DO THIS → Copy everything from the line containing "Would you mind marking the chopped" down to the line containing "(786, 1086)", both included, reproducing each line exactly.

%%

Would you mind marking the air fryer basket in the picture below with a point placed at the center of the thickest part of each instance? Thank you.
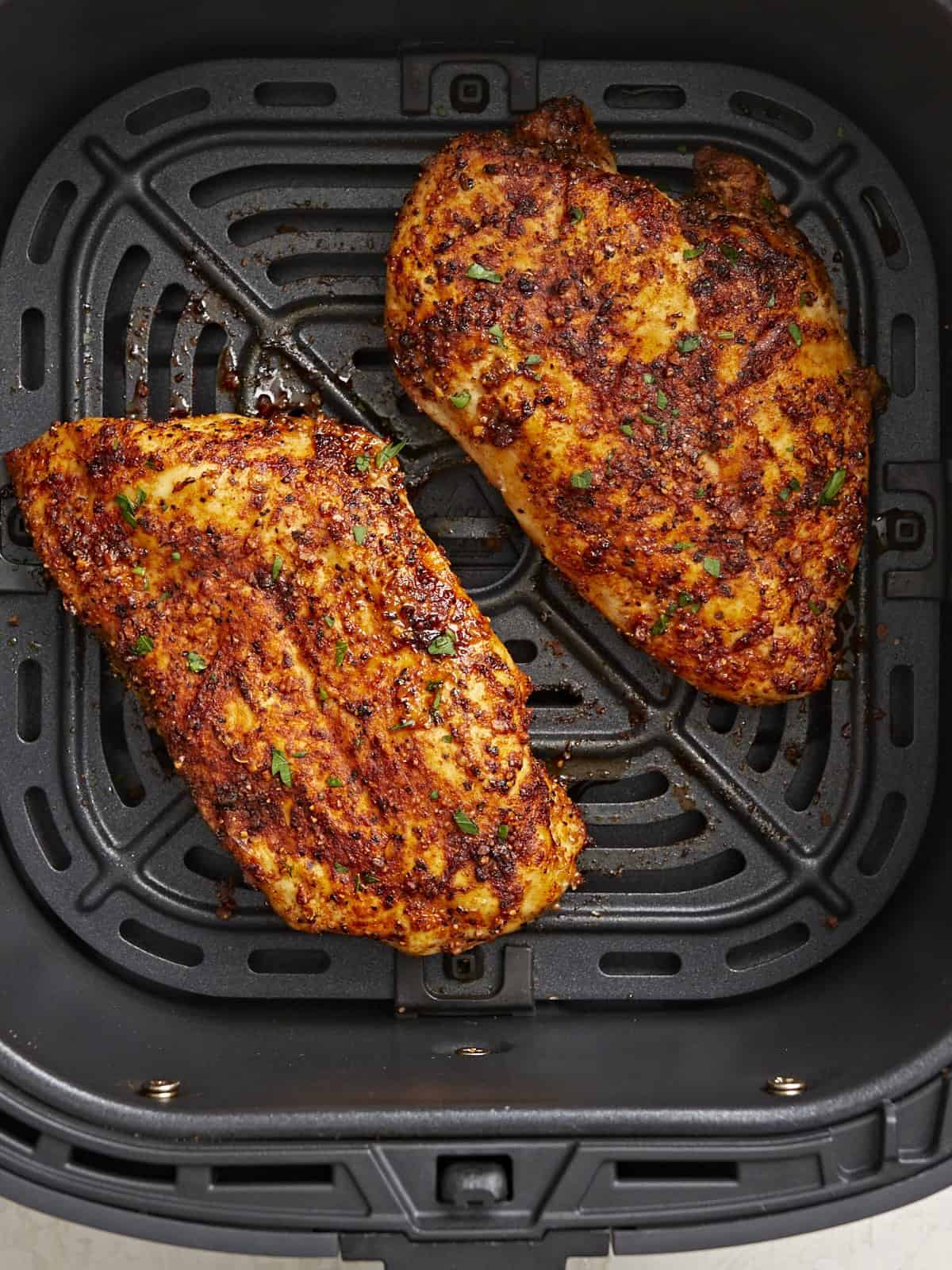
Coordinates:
(213, 238)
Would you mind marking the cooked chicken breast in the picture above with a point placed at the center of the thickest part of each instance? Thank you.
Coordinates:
(663, 391)
(349, 724)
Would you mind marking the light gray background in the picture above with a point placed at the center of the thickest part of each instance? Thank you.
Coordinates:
(917, 1237)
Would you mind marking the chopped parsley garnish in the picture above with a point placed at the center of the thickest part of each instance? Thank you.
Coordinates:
(463, 822)
(279, 766)
(828, 495)
(389, 452)
(436, 687)
(443, 645)
(127, 510)
(482, 275)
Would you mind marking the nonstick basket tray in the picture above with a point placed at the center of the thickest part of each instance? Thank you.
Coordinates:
(213, 239)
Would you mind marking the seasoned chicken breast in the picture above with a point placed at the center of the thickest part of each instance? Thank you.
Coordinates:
(349, 724)
(663, 391)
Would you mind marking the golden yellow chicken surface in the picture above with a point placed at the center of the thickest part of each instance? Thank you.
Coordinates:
(663, 391)
(349, 724)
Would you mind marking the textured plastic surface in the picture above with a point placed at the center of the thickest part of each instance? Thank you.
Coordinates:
(213, 239)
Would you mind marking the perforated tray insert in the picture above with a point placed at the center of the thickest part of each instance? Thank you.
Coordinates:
(213, 239)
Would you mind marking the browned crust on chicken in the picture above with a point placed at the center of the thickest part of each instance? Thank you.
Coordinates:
(234, 596)
(663, 391)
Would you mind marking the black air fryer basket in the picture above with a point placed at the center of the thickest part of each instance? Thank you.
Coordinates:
(740, 1026)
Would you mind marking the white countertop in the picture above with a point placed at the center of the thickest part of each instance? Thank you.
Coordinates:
(917, 1237)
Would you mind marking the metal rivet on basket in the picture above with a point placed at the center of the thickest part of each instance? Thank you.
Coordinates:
(160, 1090)
(786, 1086)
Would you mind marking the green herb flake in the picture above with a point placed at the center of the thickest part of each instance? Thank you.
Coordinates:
(389, 452)
(279, 766)
(463, 822)
(443, 645)
(480, 273)
(831, 491)
(127, 510)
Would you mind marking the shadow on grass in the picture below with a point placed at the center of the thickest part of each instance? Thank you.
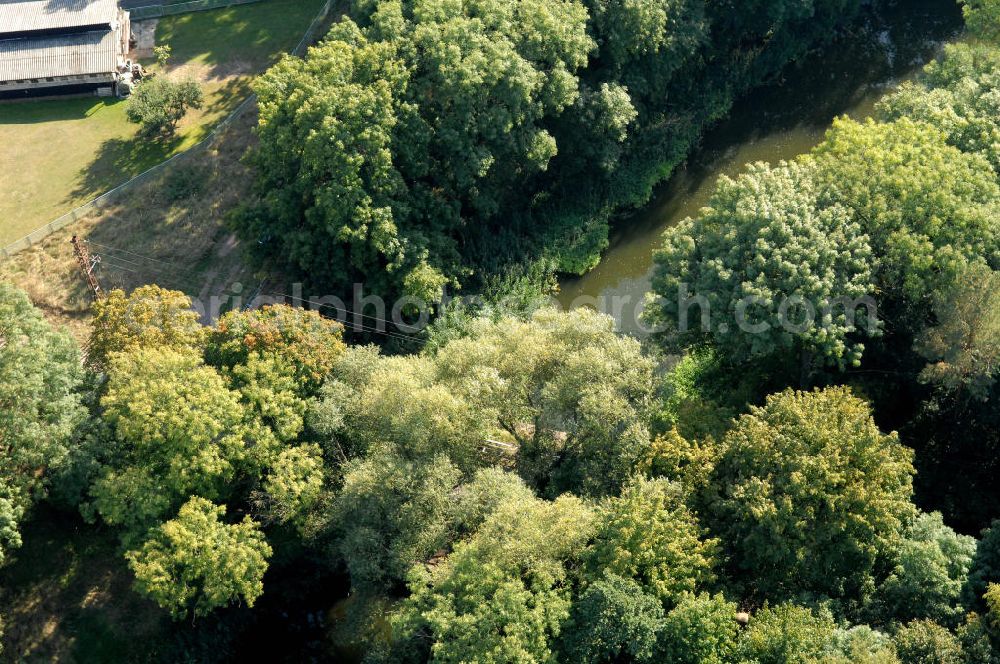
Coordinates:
(35, 111)
(240, 39)
(67, 596)
(118, 160)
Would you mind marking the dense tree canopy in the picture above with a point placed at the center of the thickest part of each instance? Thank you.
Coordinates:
(41, 385)
(767, 255)
(427, 140)
(196, 562)
(813, 498)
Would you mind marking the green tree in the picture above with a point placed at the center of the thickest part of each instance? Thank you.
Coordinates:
(926, 642)
(196, 563)
(502, 595)
(931, 569)
(565, 392)
(41, 388)
(392, 514)
(985, 568)
(648, 535)
(158, 104)
(701, 629)
(786, 634)
(148, 317)
(295, 484)
(956, 95)
(926, 207)
(964, 347)
(573, 396)
(860, 645)
(767, 253)
(982, 17)
(308, 342)
(813, 498)
(178, 431)
(613, 620)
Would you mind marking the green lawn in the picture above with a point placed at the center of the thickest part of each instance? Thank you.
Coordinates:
(58, 154)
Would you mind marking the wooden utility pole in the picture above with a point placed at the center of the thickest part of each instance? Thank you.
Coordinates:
(87, 264)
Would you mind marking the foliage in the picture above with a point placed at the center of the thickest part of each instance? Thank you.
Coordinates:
(925, 642)
(649, 536)
(310, 343)
(178, 432)
(393, 513)
(502, 595)
(985, 568)
(572, 395)
(964, 347)
(424, 141)
(148, 317)
(773, 268)
(931, 569)
(956, 95)
(562, 388)
(613, 619)
(196, 563)
(982, 18)
(159, 103)
(295, 483)
(41, 384)
(860, 645)
(926, 207)
(785, 634)
(812, 496)
(701, 629)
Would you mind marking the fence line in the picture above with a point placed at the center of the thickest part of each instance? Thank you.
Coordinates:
(159, 11)
(106, 198)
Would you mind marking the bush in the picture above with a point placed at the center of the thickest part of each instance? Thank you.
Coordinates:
(926, 642)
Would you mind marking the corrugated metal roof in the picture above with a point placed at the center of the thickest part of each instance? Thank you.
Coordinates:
(89, 53)
(29, 15)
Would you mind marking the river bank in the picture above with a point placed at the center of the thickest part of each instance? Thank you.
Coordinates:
(774, 123)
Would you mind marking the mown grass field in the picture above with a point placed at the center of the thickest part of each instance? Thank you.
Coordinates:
(57, 154)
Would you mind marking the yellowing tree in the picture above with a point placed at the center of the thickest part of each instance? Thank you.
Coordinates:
(196, 562)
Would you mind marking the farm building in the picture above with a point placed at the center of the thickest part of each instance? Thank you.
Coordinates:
(50, 47)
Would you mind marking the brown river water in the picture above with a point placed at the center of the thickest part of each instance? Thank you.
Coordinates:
(780, 121)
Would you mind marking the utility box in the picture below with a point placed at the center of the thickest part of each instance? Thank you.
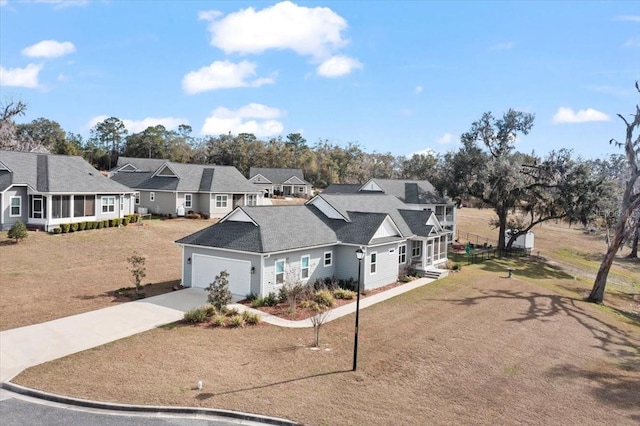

%%

TASK RESPONSE →
Would you mind marking the chopped parsley garnish in the picture above with a point placed at the center of the thickest part of each instance? Thank you.
Coordinates:
(463, 822)
(279, 766)
(828, 495)
(389, 452)
(436, 687)
(443, 645)
(127, 510)
(482, 275)
Would you mind marking the nonstick basket tray in the picture above with a point placed at the center of the thickest part of each instance? Thank you.
Coordinates:
(213, 239)
Would you mind marking the seasoned chicken breast in the picture above with a point placed at the center of the thickest part of each instance? Thank you.
Coordinates:
(349, 724)
(663, 391)
Would you mind marking the golden yellow chicken surface in the picture above with a point placed at the center of the thickest part of each instance? Thank you.
Coordinates:
(663, 391)
(349, 724)
Would you mind marking the textured plastic surface in the picture above with a point placed at the center of the thickest part of each instance? Thank you.
Coordinates:
(213, 239)
Would you mind marking the perforated tray insert in the picture above with a point placed at the center of the thickest part of each instance? Thank you.
Coordinates:
(213, 239)
Would you mind marking the browned crust on chicken in the picture above with a point placed at the center of the thickest part of each instance? Thank you.
Coordinates:
(234, 596)
(663, 391)
Would you mind marking the black air fryer basket in the picture above with a point placed at the center of the thickest part of each instance? Thank you.
Coordinates:
(740, 1026)
Would you mind marking the white countertop in the picture above with a point placed at the center of the thickest part of each instance? Thank you.
Coordinates:
(917, 1237)
Would you mind marking the metal rivet on basket in the picture above with a point placed at the center of the thickest part of each instance? Thank you.
Coordinates:
(160, 1090)
(786, 1086)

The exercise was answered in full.